[TAREFAS DO EXERCÍCIO]
**1)** Resuma em forma de lista o parágrafo do texto que começa com "Sobre os conteúdos, Romero prescreve", preservando os fatos principais.
**2)** Devolva, sem qualquer alteração, tudo o que vai de "Algumas propostas acima" até "os gêneros literários?" no texto.

A ausência da história nos cinco anos anteriores é debitaria da sua noção de psicologia. O ensino deveria respeitar o desenvolvimento natural – harmônico e progressivo – das faculdades espirituais (receptivas e concretas, abstratas e superiores). A história escolar seria, então, uma saber de síntese, consumível apenas durante a formação das “faculdades superiores”, necessitando, como as outras, da “assimilação” dos vários ramos das línguas e das ciências ensinadas anteriormente.
Certamente, a brevidade daquele ensaio não permite detalhes. No entanto, os recursos lingüísticos empregados para as prescrições são indiciários de uma importante característica da sua pedagogia: o professor como figura central nas tarefas de instrução no curso secundário.
Dessa pedagogia, da teoria das faculdades e da transposição didática – das ciências de referência para as disciplinas escolares – resultaria um método de ensino, grosso modo, muito similar ao estudo da “lógica das ciências”. Este, por sua vez, espelhava-se na “marcha natural do espírito humano, do concreto para o abstrato.” Proceder metodicamente pode ser entendido aí como “estudar os processos indutivos e depois os processos dedutivos.” (Romero, 1901, p. 216).
Quanto à história, o método a ser execrado seria aquele que se baseia em fatos históricos “mal contados, mal unidos, sem arte e sem sistema”, e sem a devida verificação científica. A sistematização dos fatos é requerida, mas o professor deveria afastar-se da “filosofia [especulativa] da história”.
Sobre os conteúdos, Romero prescreve: 1) História universal - os “elementos” e os “fatores mais poderosos”, respectivamente, da “cultura oriental antiga e moderna” e os da “cultura ocidental antiga e moderna” e “o contingente de cada povo na evolução universal”; 2) História do Brasil - “os fatores mais enérgicos de nossa cultura e de nosso desenvolvimento.” (Romero, p. 215-216, 1901).
Algumas propostas acima foram adotadas pela reforma Benjamim Constant. “Mas, não todas”, lamentou Romero (Cf. p. 211). Seria interessante investigar o que o positivista comtiano Benjamim incorporou do agora spencerino Romero. Mais importante, porém, seria saber o que o professor do Pedro II queria dizer com ensinar os fatos “relacionados com o ideal do conjunto da evolução humana: a cultura” (p. 125) e o que o professor de história do Brasil deveria adotar como história pátria. Seriam as criações fundamentais da humanidade – os fatos religiosos, estéticos, industriais, científicos, jurídicos, morais e políticos? (Cf. Romero, 1953, p. 372, v. 1; 1904, p. XVII). Seriam os fatos determinantes e o produto da nossa cultura, expressos em sua História da literatura (1888) – a natureza, as raças e os gêneros literários?

[MATERIAL FORNECIDO]

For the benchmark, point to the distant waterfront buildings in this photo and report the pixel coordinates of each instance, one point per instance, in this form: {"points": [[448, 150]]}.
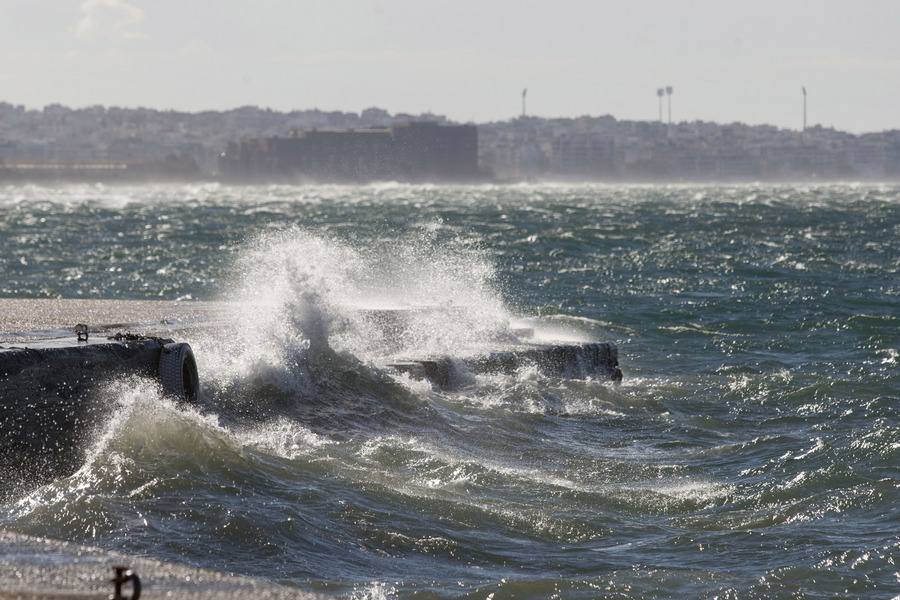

[SOLUÇÕES DOS PROBLEMAS]
**1)**
Conteúdos prescritos por Romero:
1. História universal: os elementos e os fatores mais poderosos da cultura oriental e da cultura ocidental, antigas e modernas, e a contribuição de cada povo para a evolução universal.
2. História do Brasil: os fatores mais enérgicos da nossa cultura e do nosso desenvolvimento.

**2)**
Algumas propostas acima foram adotadas pela reforma Benjamim Constant. “Mas, não todas”, lamentou Romero (Cf. p. 211). Seria interessante investigar o que o positivista comtiano Benjamim incorporou do agora spencerino Romero. Mais importante, porém, seria saber o que o professor do Pedro II queria dizer com ensinar os fatos “relacionados com o ideal do conjunto da evolução humana: a cultura” (p. 125) e o que o professor de história do Brasil deveria adotar como história pátria. Seriam as criações fundamentais da humanidade – os fatos religiosos, estéticos, industriais, científicos, jurídicos, morais e políticos? (Cf. Romero, 1953, p. 372, v. 1; 1904, p. XVII). Seriam os fatos determinantes e o produto da nossa cultura, expressos em sua História da literatura (1888) – a natureza, as raças e os gêneros literários?